EXCERPT PROVIDED:
◆ ◆ ◆
Two conservative Republican legislators could challenge moderate Buehler for GOP nomination.


Capital Bureau

Published on November 1, 2017 8:10AM

Last changed on November 1, 2017 11:16AM

SALEM — Social conservatives are searching for an “Anybody But Buehler” candidate to seek the Republican nomination for governor.

Rep. Knute Buehler in August declared his intention to run for governor. However, the orthopedic surgeon from Bend presents a moral dilemma to some social conservatives, because he has previously taken a pro-choice stance, according to political operatives close to the party.

That conundrum has yielded the quest by pro-life conservatives for “Anybody But Buehler,” they said. One source close to the party said people with interests in timber, agriculture and technology also are looking for an alternative to Buehler.

Republicans may face a choice between a candidate who reflects some of their conservative social values, such as opposition to abortion, and one who may hold broader appeal to Oregon’s majority liberal electorate.

Oregon Right to Life and some other conservative organizations have sought out other candidates to seek the nomination. They have talked to radio talk show host Rep. Bill Post, R-Keizer, as a potential Right to Life candidate.

Post said he is considering a bid for governor but has yet to make a decision.

“The door is not closed,” Post said.

An architect of a referendum to repeal parts of a plan to fund the Oregon’s version of Medicaid appeared to be considering an election bid for governor.

Rep. Cedric Hayden, who represents rural Lane County in the Legislature, recently paid polling firm Clout Research, which is registered as Wenzel Strategies, $19,250 and made about $50,000 in loans to himself, according to the state’s campaign finance database.

Hayden is a chief petitioner for Ballot Measure 101, which would allow voters to decide whether to keep in place a mix of assessments on health care providers.

The dentist-by-profession did not deny or confirm whether he is considering a gubernatorial run, during an interview with the Pamplin/EO Capital Bureau Friday. Hayden said he is focused on repealing the health care funding plan, which include several assessments on providers. Voters will decide on the ballot measure Jan. 23.

Political operatives close to the party said earlier this week Hayden is likely to forgo a run, after receiving poll results on how he would fare against other GOP candidates.

Another option for social conservatives is Greg Wooldridge, a former commander of the Blue Angels, who is reportedly considering joining the race and has met with several former gubernatorial candidates and political consultants.

Woolridge is familiar to conservative circles, where he has served as a delegate to the National Republican Convention, but is lesser known outside of his party.

He would run as a conservative alternate to Buehler’s more moderate platform, said one political strategist.

Bend businessman Sam Carpenter last week announced his intention to run for the Republican nomination, citing the absence of a candidate with a more conservative agenda. Carpenter has styled his platform after that of President Donald Trump. But Carpenter’s chances of victory could be diminished by his lack of experience in the political sphere.
◆ ◆ ◆
WHAT YOU HAVE TO DO: According to the article on the Republican race for Oregon governor, how much did Rep. Cedric Hayden pay the polling firm Clout Research? The items have no connection to this article.
◆ ◆ ◆
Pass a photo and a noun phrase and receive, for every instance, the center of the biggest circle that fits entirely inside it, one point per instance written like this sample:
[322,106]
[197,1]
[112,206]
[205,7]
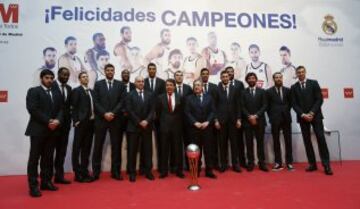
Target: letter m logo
[10,13]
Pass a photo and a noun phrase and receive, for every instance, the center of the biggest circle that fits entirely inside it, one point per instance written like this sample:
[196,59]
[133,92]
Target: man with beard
[122,49]
[288,69]
[72,62]
[261,69]
[64,89]
[109,98]
[160,52]
[175,59]
[215,57]
[236,61]
[193,63]
[44,105]
[254,104]
[49,56]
◆ ◆ ◆
WRITTEN ANSWER: $19,250